[Begin DOCUMENT PASSAGE]

We tested 6–8-month-old (N = 96; 44 girls; M age = 7 months, range = 5 months, 25 days–8 months, 29 days) and 10–12-month-old (N = 96; 47 girls; M age = 11 months, 6 days, range = 9 months, 24 days–12 months, 19 days) infants. All infants were raised in mostly monolingual English homes. This was established by a detailed questionnaire (Bosch & Sebastián-Gallés, 2001) which determined which language/s were spoken by the parents and other close relatives. As in previous studies (Bosch & Sebastián-Gallés, 2001; Weikum et al., 2007), monolingual infants were defined as those infants who had at least 80–85% exposure to a specific language (in our case, English). All but eight of the infants were Caucasian.

Apparatus & stimuli

Infants were seated in an infant seat or in their parent’s lap 50 cm from two side-by-side 17-inch (43.2cm) LCD display monitors that were 6.7 cm apart. The experimenter was outside of the testing chamber and only started the experiment. Infant-looking was recorded via a closed-circuit camera and was later coded off-line by observers who were blind with respect to the experimental hypothesis.

A single and continuous QuickTime-movie was used to present all stimulus events. The visual events consisted of video clips showing the face of the same Caucasian bilingual female silently uttering a script in a highly prosodic style in English on one monitor and in Spanish on the other, and in a temporally similar way in each language (see Figure 1). The auditory events consisted of 20-second clips of audible-only utterances (65±5 dB[A]) that corresponded to the first 20 seconds of one of the visible languages. To ensure that infants did not respond on the basis of some idiosyncratic features of the actor’s faces and vocalizations, the audible utterances were not those of the female seen but rather those of two other and different females, each of whom was a native speaker in her respective language.

Figure 1.

A schematic representation of the types of stimuli presented during the experiment (showing only the English soundtrack condition).

[End DOCUMENT PASSAGE]
[Begin INFORMATION SUPPLIED]

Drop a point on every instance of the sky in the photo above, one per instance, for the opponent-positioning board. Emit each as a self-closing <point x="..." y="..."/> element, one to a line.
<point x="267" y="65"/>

[End INFORMATION SUPPLIED]

### TASK SET
1) From the infant study passage, reproduce word for word the portion that begins at the words "A single and" and stops after "her respective language.".
2) Extend the infant language study passage, picking up right after its final sentence.

### ANSWER SET
1)
A single and continuous QuickTime-movie was used to present all stimulus events. The visual events consisted of video clips showing the face of the same Caucasian bilingual female silently uttering a script in a highly prosodic style in English on one monitor and in Spanish on the other, and in a temporally similar way in each language (see Figure 1). The auditory events consisted of 20-second clips of audible-only utterances (65±5 dB[A]) that corresponded to the first 20 seconds of one of the visible languages. To ensure that infants did not respond on the basis of some idiosyncratic features of the actor’s faces and vocalizations, the audible utterances were not those of the female seen but rather those of two other and different females, each of whom was a native speaker in her respective language.

2)
Procedure

The experiment consisted of six trials: two baseline, two auditory familiarization, and two test trials (Figure 1). Each baseline and test trial lasted 30 seconds, and side of language presentation was switched on the second of each of these two types of trials. Each auditory familiarization trial was followed by a test trial, and during the familiarization trials half the infants at each age heard the English soundtrack while the other half heard the Spanish soundtrack. We presented a multicolored rotating ball in the center prior to each visual test trial as well as during the familiarization trials to give infants something to look at while they listened to the utterance.

Results

We analyzed looking during the first 20 s of the baseline and test trials based on the expectation that infants would map the auditory utterance directly onto the corresponding visual utterance if they were perceiving amodal identity information. In the first analysis, we asked whether infants preferred either silent visual language by examining looking during the baseline trials. Results indicated that, regardless of age, infants looked equally at Spanish vs. English, respectively, in each language-familiarization group (younger, Spanish-familiarized infants: 9.4 seconds vs. 8.5 seconds, t(47) = 0.94, ns; older, Spanish-familiarized infants: 8.8 seconds vs. 8.2 seconds, t(47) = 0.92, ns; younger, English-familiarized infants: 8.3 seconds vs. 9.6 seconds, t(47) = 1.36, ns; older, English-familiarized infants: 8.7 seconds vs. 9.1 seconds, t(47) = 0.56, ns.

In a second analysis, we addressed the principal question of interest, namely whether infants recognized amodal language identity. To do so, we compared looking prior to auditory familiarization with looking following it based on separate baseline and test-trial proportion-of-total-looking-time (PTLT) scores. To compute each score, we divided the total amount of looking time accorded to the matching visible language by the total amount of time accorded to both languages. We then compared these PTLT scores by way of a mixed analysis of variance (ANOVA), with Age (6–8 and 10–12 months) and Audible-Language (English, Spanish) as the between-subjects factors and Experimental Condition (baseline, test) as the within-subjects factor.

The ANOVA yielded a significant triple interaction, F(1, 188) = 5.34, p < .025. Follow-up tests indicated that this interaction was due to the younger infants not exhibiting a shift in looking following familiarization, and the older infants exhibiting a shift following familiarization with the English utterance but not with the Spanish one. That is, no significant effects were observed in the younger infants whereas a significant Audible-Language × Experimental Condition interaction, F(1, 94) = 3.83, p = .05, was found in the older infants (see Figure 2). Separate two-tailed t-tests revealed that those older infants who were familiarized with the English audible utterance looked longer at the Spanish face, t(47) = 2.51, p < .025, but that those who were familiarized with the Spanish audible utterance did not exhibit differential looking.

Figure 2.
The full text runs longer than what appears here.